## Brief
Reproduce the records that follow in full, substituting "Several" for each occurrence of "Multiple" and leaving all other text unaltered.

## Information given
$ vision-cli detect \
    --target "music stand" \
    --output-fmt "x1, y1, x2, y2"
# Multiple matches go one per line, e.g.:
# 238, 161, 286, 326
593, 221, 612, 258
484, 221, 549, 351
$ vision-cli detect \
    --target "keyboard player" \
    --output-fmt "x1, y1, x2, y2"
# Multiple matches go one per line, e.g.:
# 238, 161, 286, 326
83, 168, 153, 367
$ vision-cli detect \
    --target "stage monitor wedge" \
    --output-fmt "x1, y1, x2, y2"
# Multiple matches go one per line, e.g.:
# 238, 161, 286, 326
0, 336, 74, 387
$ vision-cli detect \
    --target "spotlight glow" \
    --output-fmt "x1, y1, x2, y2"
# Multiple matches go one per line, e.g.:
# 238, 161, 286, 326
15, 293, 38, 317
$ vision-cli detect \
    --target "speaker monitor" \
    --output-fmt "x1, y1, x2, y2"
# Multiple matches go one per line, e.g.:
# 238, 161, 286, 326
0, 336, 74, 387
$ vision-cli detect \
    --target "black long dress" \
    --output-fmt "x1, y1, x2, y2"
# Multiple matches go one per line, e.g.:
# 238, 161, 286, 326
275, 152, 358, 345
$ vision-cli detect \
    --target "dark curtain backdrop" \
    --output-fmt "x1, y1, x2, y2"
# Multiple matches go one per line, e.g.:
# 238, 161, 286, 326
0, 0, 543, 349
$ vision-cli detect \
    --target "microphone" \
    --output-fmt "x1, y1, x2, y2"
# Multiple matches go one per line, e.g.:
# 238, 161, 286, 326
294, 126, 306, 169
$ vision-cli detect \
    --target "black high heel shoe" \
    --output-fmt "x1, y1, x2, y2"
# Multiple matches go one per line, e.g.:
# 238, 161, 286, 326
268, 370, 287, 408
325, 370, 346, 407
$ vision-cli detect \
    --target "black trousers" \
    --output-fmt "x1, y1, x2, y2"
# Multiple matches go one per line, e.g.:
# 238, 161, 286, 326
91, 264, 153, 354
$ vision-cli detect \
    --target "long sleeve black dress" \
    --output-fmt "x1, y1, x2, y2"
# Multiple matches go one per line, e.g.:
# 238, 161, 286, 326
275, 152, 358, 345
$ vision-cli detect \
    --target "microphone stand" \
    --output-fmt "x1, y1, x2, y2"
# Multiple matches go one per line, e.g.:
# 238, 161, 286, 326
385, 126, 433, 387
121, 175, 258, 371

## Output for this exercise
$ vision-cli detect \
    --target "music stand" \
    --output-fmt "x1, y1, x2, y2"
# Several matches go one per line, e.g.:
# 238, 161, 286, 326
593, 221, 612, 258
484, 221, 549, 351
$ vision-cli detect \
    --target "keyboard player" \
    --output-fmt "x1, y1, x2, y2"
# Several matches go one per line, e.g.:
# 238, 161, 286, 326
83, 168, 153, 367
$ vision-cli detect \
    --target "stage monitor wedge" \
    --output-fmt "x1, y1, x2, y2"
# Several matches go one per line, e.g.:
# 238, 161, 286, 326
0, 336, 74, 387
$ vision-cli detect \
    --target "spotlight glow" \
    --output-fmt "x1, y1, x2, y2"
# Several matches go one per line, e.g.:
# 238, 161, 286, 326
15, 293, 38, 317
$ vision-cli detect \
    --target "speaker monitor" \
    --output-fmt "x1, y1, x2, y2"
# Several matches go one per line, e.g.:
# 238, 161, 286, 326
0, 336, 74, 387
$ vision-cli detect \
    --target "black long dress" \
    --output-fmt "x1, y1, x2, y2"
# Several matches go one per line, e.g.:
# 238, 161, 286, 326
275, 152, 358, 345
$ vision-cli detect \
    --target "dark curtain backdrop" \
    --output-fmt "x1, y1, x2, y2"
# Several matches go one per line, e.g.:
# 238, 161, 286, 326
0, 0, 543, 349
$ vision-cli detect \
    --target "microphone" \
    --output-fmt "x1, y1, x2, y2"
# Several matches go one per line, e.g.:
# 238, 161, 286, 326
294, 126, 306, 169
$ vision-cli detect \
    --target "black high heel shoe" \
    --output-fmt "x1, y1, x2, y2"
# Several matches go one per line, e.g.:
# 238, 161, 286, 326
268, 370, 287, 408
325, 370, 346, 407
$ vision-cli detect \
    --target "black trousers" \
    --output-fmt "x1, y1, x2, y2"
# Several matches go one per line, e.g.:
# 238, 161, 286, 326
91, 264, 153, 354
$ vision-cli detect \
    --target "long sleeve black dress" \
    --output-fmt "x1, y1, x2, y2"
# Several matches go one per line, e.g.:
# 238, 161, 286, 326
275, 152, 358, 345
$ vision-cli detect \
    --target "microphone stand" \
    --output-fmt "x1, y1, x2, y2"
# Several matches go one per line, e.g.:
# 238, 161, 286, 326
385, 126, 433, 387
121, 175, 258, 371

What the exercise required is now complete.